## Goal
Rewrite the items below so that each "place one point" becomes "mark one point", with everything else left untouched.
------ Input records ------
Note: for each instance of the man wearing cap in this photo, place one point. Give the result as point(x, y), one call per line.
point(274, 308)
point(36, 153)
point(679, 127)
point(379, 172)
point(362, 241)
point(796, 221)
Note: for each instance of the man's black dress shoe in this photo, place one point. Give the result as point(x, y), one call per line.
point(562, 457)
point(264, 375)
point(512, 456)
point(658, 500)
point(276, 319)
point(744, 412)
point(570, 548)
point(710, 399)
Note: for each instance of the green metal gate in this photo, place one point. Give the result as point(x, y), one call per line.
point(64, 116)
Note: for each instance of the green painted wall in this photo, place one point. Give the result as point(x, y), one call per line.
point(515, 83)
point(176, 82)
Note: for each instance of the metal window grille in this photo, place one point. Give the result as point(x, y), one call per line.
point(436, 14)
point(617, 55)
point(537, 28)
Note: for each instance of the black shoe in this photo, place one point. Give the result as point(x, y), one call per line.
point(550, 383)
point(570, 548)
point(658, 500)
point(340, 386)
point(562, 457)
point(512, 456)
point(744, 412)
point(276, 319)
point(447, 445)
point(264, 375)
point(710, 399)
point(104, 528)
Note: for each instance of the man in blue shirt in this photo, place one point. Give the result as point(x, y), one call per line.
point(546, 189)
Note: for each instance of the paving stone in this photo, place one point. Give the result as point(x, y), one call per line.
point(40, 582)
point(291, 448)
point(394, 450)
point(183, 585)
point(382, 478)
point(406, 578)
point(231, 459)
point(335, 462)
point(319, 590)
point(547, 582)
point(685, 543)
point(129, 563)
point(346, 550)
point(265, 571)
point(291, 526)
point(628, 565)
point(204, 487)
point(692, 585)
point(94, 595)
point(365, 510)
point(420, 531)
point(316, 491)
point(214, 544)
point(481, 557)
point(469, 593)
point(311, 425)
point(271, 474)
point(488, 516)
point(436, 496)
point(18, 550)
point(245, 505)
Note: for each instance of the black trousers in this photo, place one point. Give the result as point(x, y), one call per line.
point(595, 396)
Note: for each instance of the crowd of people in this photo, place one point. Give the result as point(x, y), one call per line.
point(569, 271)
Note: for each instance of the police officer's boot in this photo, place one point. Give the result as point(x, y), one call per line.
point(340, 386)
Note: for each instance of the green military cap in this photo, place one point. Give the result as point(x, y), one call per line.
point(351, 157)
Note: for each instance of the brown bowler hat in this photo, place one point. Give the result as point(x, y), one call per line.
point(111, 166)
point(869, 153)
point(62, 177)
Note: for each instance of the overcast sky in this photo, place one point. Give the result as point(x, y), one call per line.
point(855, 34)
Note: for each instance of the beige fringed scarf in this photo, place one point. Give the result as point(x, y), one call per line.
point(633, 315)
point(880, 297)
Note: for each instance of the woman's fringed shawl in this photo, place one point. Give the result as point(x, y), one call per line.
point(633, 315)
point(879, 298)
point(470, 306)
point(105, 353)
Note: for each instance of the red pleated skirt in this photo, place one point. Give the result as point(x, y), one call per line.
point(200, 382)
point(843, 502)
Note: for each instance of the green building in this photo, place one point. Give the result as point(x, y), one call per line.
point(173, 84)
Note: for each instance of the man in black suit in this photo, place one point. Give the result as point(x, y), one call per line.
------
## Full output
Note: for each instance of the man wearing cap in this photo, mark one point. Give the result as point(x, y), one call per line.
point(274, 308)
point(36, 153)
point(679, 127)
point(379, 172)
point(362, 241)
point(796, 221)
Note: for each instance of the man's black dress shoe in this photo, mark one point. Give the result as point(x, y), one call per line.
point(562, 457)
point(264, 375)
point(512, 456)
point(658, 500)
point(276, 319)
point(744, 412)
point(570, 548)
point(710, 399)
Note: for each instance of the green metal gate in this photo, mark one point. Give the result as point(x, y), one call per line.
point(64, 116)
Note: for each instance of the green painted wall in this photo, mark one point. Give the result as point(x, y), one call per line.
point(515, 83)
point(176, 82)
Note: for each instance of the metal window grille in this photo, mark one point. Give the result as point(x, y), one call per line.
point(436, 14)
point(617, 55)
point(537, 28)
Note: for each instance of the black shoe in this photo, mark one point. Give the result as point(x, y), one call per line.
point(550, 383)
point(570, 548)
point(658, 500)
point(340, 386)
point(562, 457)
point(512, 456)
point(744, 412)
point(276, 319)
point(447, 445)
point(264, 375)
point(710, 399)
point(104, 528)
Note: for each instance of the man in blue shirt in this photo, mark one point. Give the result as point(x, y), one call per line.
point(546, 189)
Note: for each instance of the paving stone in this photo, mark one point. Give the result as point(x, y), one call per line.
point(40, 582)
point(291, 448)
point(394, 450)
point(183, 585)
point(382, 478)
point(406, 578)
point(231, 459)
point(335, 462)
point(319, 590)
point(547, 582)
point(685, 543)
point(129, 563)
point(346, 550)
point(265, 571)
point(291, 526)
point(628, 565)
point(204, 487)
point(692, 585)
point(94, 595)
point(365, 510)
point(420, 531)
point(316, 491)
point(214, 544)
point(481, 557)
point(469, 593)
point(311, 425)
point(271, 474)
point(488, 516)
point(436, 496)
point(18, 550)
point(245, 505)
Note: for each instance of the black trousers in this photo, mark one point. Give the result as point(x, y), one call per line.
point(595, 396)
Note: for each instance of the crowd of people in this photo, mark one point. Give the result as point(x, y), one call per line.
point(569, 271)
Note: for each instance of the police officer's boot in this photo, mark one point. Give the result as point(x, y), one call per line.
point(340, 386)
Note: for each instance of the green military cap in this photo, mark one point. Give the result as point(x, y), one call per line.
point(351, 157)
Note: for each instance of the brown bowler hat in this photo, mark one point. Give the result as point(x, y), one call per line.
point(111, 166)
point(869, 153)
point(62, 177)
Note: for each instance of the overcast sky in this photo, mark one point. Give the result as point(x, y), one call per line.
point(855, 34)
Note: for each instance of the beige fringed scarf in this photo, mark one point. Give the result as point(x, y), one call per line.
point(633, 315)
point(880, 297)
Note: for each instance of the woman's fringed shawl in this photo, mark one point. Give the result as point(x, y), one call per line.
point(633, 315)
point(879, 298)
point(470, 306)
point(105, 353)
Note: for each instance of the red pleated skirt in this photo, mark one point. Give the result as point(x, y), one call per line.
point(200, 382)
point(843, 502)
Note: for each instance of the green building in this photo, mark one point. Give the result as point(x, y), one call per line.
point(173, 84)
Note: for each instance of the man in black suit in this photo, mark one point. Give the result as point(x, y), one call per line.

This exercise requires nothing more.